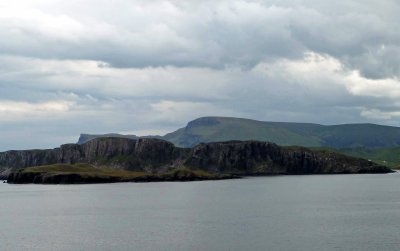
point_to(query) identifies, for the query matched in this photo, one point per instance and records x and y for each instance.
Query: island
(145, 159)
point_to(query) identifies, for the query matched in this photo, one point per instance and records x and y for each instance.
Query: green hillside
(210, 129)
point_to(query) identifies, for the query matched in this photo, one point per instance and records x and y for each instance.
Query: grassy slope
(239, 129)
(385, 156)
(87, 170)
(212, 129)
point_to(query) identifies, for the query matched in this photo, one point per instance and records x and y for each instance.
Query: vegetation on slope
(86, 173)
(389, 157)
(213, 129)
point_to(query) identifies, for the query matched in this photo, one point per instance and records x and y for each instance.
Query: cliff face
(142, 154)
(253, 157)
(152, 155)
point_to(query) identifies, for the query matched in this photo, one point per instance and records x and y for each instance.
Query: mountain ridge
(214, 129)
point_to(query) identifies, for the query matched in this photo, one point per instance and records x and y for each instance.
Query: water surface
(316, 212)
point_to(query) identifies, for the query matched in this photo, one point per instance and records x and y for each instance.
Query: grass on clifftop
(87, 170)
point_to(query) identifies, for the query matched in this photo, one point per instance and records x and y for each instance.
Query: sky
(148, 66)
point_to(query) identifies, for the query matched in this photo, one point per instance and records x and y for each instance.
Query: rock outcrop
(141, 154)
(158, 156)
(254, 157)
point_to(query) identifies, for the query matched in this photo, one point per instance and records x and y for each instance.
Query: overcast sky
(148, 67)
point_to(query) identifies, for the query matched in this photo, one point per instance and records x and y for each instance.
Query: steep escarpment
(158, 156)
(254, 157)
(141, 154)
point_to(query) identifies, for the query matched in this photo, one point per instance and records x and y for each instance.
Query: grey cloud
(141, 66)
(205, 34)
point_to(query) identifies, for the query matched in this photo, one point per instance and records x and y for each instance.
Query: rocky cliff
(153, 155)
(141, 154)
(254, 157)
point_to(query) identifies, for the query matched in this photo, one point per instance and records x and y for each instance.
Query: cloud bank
(150, 66)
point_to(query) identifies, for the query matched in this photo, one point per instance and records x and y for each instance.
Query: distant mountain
(211, 129)
(217, 129)
(105, 159)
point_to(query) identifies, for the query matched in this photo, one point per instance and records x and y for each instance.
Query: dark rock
(157, 156)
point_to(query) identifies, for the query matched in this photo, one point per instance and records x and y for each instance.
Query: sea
(307, 212)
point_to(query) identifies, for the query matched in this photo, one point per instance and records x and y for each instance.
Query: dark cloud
(150, 66)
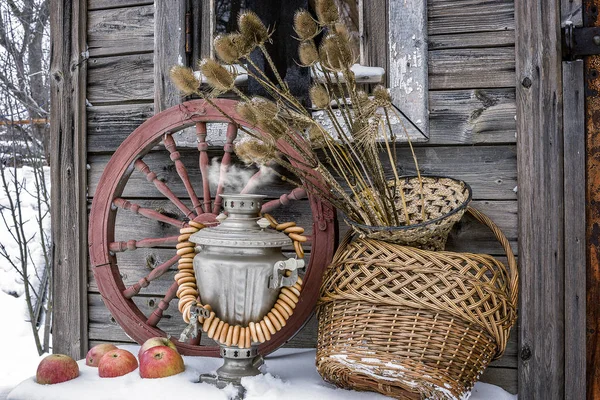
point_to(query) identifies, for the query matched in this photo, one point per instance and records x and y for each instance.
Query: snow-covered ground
(15, 333)
(291, 375)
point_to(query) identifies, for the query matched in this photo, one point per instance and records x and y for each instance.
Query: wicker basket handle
(512, 262)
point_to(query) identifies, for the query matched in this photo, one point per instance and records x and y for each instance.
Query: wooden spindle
(145, 281)
(225, 162)
(147, 212)
(202, 148)
(182, 171)
(162, 187)
(119, 247)
(284, 199)
(163, 304)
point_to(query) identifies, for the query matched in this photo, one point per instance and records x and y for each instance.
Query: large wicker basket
(433, 204)
(413, 323)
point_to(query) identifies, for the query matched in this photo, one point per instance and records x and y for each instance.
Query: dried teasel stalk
(305, 26)
(226, 49)
(319, 96)
(327, 12)
(254, 151)
(338, 157)
(308, 53)
(252, 28)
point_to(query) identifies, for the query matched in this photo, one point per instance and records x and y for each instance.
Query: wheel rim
(107, 200)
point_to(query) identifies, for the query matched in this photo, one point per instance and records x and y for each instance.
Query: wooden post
(592, 125)
(541, 199)
(68, 71)
(169, 50)
(574, 192)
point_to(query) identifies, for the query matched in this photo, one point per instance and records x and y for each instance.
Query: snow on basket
(412, 323)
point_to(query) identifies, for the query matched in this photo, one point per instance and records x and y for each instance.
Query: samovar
(240, 268)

-=-=-

→ **WHAT IS EXPECTED**
Write out the data above exactly as it appears, but without any image.

→ **WRITTEN REPLY**
point_to(query) identifies, for the query matched in this photo, one point per instance and records x and y for each instance.
Query: island
(145, 159)
point_to(query) identifies, for the query matched in this photo, one point per instance and records x and y for each instance.
Query: green hillside
(210, 129)
point_to(query) identifies, for the query matched in this photo, one point per instance and records x and y for each instance.
Query: grassy slope
(239, 129)
(385, 156)
(87, 170)
(212, 129)
point_to(query) identifies, for the query matched in this photo, one point per instance and records x and y for each instance.
Query: vegetation on slope
(86, 173)
(389, 157)
(213, 129)
point_to(query) identifies, for the query matched in this photo, one point per instance and records x and y for each instance.
Query: cliff face
(142, 154)
(253, 157)
(152, 155)
point_to(query) identifies, for the query matched in this photo, one point per instance and records x and y for each instance.
Query: mountain ridge
(214, 129)
point_to(query) identifies, for the query matched in this photo, one point per instance and records x and y for each instance.
Query: water surface
(316, 212)
point_to(query) identifies, for the query matched in this photo, one point per instance and records x and y for each instance.
Query: grass on clifftop
(87, 170)
point_to(query) identifies, for the query matched in this photo, one point per instance and records x and y for each instance.
Query: sky
(148, 66)
point_to(query) identifies, for the query matched in this photo, one point per instance and records x and y for each instance.
Query: rock outcrop
(141, 154)
(158, 156)
(254, 157)
point_to(query) identifies, for the query matched in this photo, one point per instance and records x and y for each instance.
Query: overcast sky
(148, 67)
point_to(query) identifies, for the query matched in this photo, one point per instance and records x and y for each instance.
Query: steep escarpment
(158, 156)
(254, 157)
(141, 154)
point_to(query) identifies, for the query matched in this photo, one point per instance and records x and y for each instance.
Query: grey cloud
(141, 66)
(205, 34)
point_to(query) identifies, for the query matched in this photo, one point per instance and records x and y for each instance.
Query: rocky cliff
(153, 155)
(141, 154)
(254, 157)
point_to(query) identifies, for the query matched in this photo, one point per instance and records x and y for each instance.
Query: cloud bank
(150, 66)
point_to(query) identifies, for the query matched in this photo, one point per instance and records x and y for each instance.
Query: distant mountain
(211, 129)
(217, 129)
(105, 159)
point_to(query) identifies, for the query matched in this photo, one point per instance and records x and y for each instance.
Query: dark rock
(157, 156)
point_to(query) identifies, for the query matched in this photo, one point per instance and records x and y for each instance.
Query: sea
(307, 212)
point_to(query) identifies, for the query matched in this photo, one point per instance and records x and y for each instance.
Query: dark cloud
(150, 66)
point_to(query) identifies, for the query matched in this photo, one point per instance and records x and y for each instance.
Query: snow-covered ground
(15, 333)
(291, 375)
point_to(query) identifies, for the query matched in this photo, one point per instance and records x and y for each instance.
Query: wicker basket handle
(512, 262)
point_to(query) identifies, for the query matched in this photo, one point per instance and records x and y for each instance.
Query: wooden spindle
(145, 281)
(225, 162)
(147, 212)
(202, 148)
(182, 171)
(162, 187)
(119, 247)
(284, 199)
(163, 304)
point_to(query) identifies, for the query matched in this photo, one point per instance and records x and y for each instance.
Query: large wicker basket
(433, 204)
(413, 323)
point_to(query) identifies, for the query matched in this photo, one point per instance and records x and y for each instance.
Query: dried teasel stalk
(305, 26)
(226, 49)
(319, 96)
(327, 12)
(254, 151)
(338, 157)
(308, 53)
(252, 28)
point_to(query) identifies, for the query matched in this photo, one point per instance and records x and y for each instance.
Query: wheel rim
(107, 200)
point_to(query) identifies, for the query matched in this photo, one point per instance and records x and y for each instance.
Query: wooden post
(592, 125)
(541, 199)
(68, 71)
(169, 50)
(574, 192)
point_to(query) identifies, for the query matched in this photo, one point per instance and records x and y for each instance.
Query: snow on basket
(412, 323)
point_to(query) identifies, for the query matched in this photo, one point per instance and records x and y for each instance.
Query: samovar
(240, 268)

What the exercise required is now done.